§ Task objective:
Exclude the pictures, then restate every entry below exactly.

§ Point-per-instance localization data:
=== Section Start ===
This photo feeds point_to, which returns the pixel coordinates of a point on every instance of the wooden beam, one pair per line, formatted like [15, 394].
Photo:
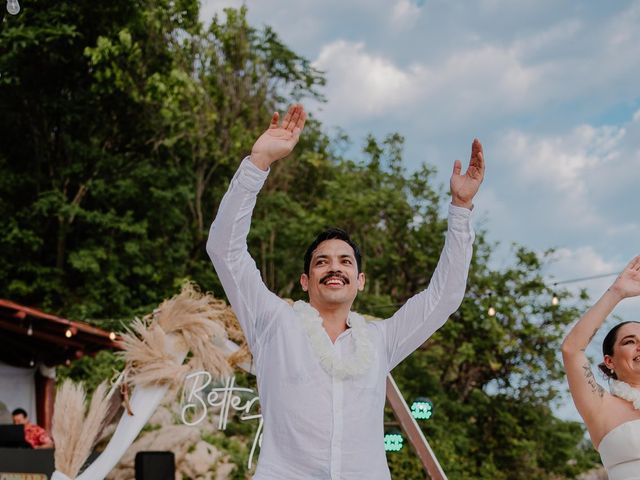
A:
[60, 340]
[413, 432]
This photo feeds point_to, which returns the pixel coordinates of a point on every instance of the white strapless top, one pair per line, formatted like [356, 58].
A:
[620, 451]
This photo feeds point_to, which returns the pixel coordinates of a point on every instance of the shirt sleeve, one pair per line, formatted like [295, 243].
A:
[251, 300]
[427, 311]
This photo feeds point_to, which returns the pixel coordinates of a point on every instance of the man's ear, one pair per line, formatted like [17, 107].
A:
[361, 281]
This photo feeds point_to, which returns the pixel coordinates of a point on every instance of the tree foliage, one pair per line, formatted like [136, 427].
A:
[123, 123]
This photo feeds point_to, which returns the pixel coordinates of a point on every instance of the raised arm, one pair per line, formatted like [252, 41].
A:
[587, 394]
[427, 311]
[252, 302]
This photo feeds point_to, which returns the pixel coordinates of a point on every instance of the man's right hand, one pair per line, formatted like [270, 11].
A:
[278, 141]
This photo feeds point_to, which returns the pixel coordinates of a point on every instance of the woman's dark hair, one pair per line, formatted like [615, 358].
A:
[607, 347]
[331, 234]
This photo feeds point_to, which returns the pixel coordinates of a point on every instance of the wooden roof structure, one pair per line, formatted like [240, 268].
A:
[31, 336]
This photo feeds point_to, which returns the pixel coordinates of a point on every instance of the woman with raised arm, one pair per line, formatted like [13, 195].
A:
[613, 419]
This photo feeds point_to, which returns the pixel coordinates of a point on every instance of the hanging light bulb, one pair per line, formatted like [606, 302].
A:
[13, 7]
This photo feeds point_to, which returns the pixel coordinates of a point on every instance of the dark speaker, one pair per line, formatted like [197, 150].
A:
[155, 466]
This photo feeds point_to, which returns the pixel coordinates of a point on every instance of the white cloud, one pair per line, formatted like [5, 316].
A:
[361, 84]
[405, 13]
[480, 81]
[564, 162]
=== Section End ===
§ Answer to the exercise:
This photo feeds point_to, which returns the pixel coordinates of a point on every instance of the wooden beam, one pair per line, formatted like [15, 394].
Photo:
A:
[60, 340]
[413, 432]
This photo feeds point_to, which returns the pixel coordinates of a point on every instance of the white strapless top, one pair per line, formatted like [356, 58].
A:
[620, 451]
This photo feeds point_to, which returns the pixel coordinates of a point on every instance of the shirt sleeve, one pair per line, formatted like [295, 243].
A:
[251, 300]
[427, 311]
This photo feeds point_to, which returns the pixel coordinates of a point on every instance of the man's ear, one pair per line, formatted like [17, 107].
A:
[361, 281]
This photo feeds point_to, which returns the pixel coordinates of a point on every instance of the tree foliage, one pair per line, formatted like [136, 427].
A:
[123, 123]
This photo feeds point_to, which returns the pixel coordinates of a point on every instance of the raised arm, one pair per line, formatted like [252, 41].
A:
[587, 394]
[427, 311]
[252, 302]
This photo feeds point_to, which returns the pixel coordinates of a point on every instance of the man's right hand, one pair per line, formatted like [270, 11].
A:
[278, 141]
This photo feeds point_to, which returns the pixel coordinates of a point on every instance of the woman's dark hair, one pair per line, formatted like [615, 358].
A:
[607, 347]
[331, 234]
This photo feeds point_to, which returns the pixel coordinates of a point on every instance of the wooden roof structure, one pair per line, formatted like [240, 268].
A:
[31, 336]
This photo feeds point_to, which returns the pixel coordinates of a point on every instance of the woman with raised arm, one pair per line, formatted like [13, 195].
A:
[613, 419]
This photo feeds point_to, which returns the pixel coordinates of a point on every instance of the hanging light bulb, one pair per line, formatted like [606, 302].
A:
[13, 7]
This photo feeds point_to, which returns the pixel coordinates of a point on every instance of the dark speaker, one pair per line, formatted like [197, 150].
A:
[155, 466]
This photo feeds point_to, which returns the pixel coordinates of a point on every instance of the white cloud, one pair per line, formatted like [5, 316].
A:
[361, 84]
[405, 13]
[480, 81]
[564, 162]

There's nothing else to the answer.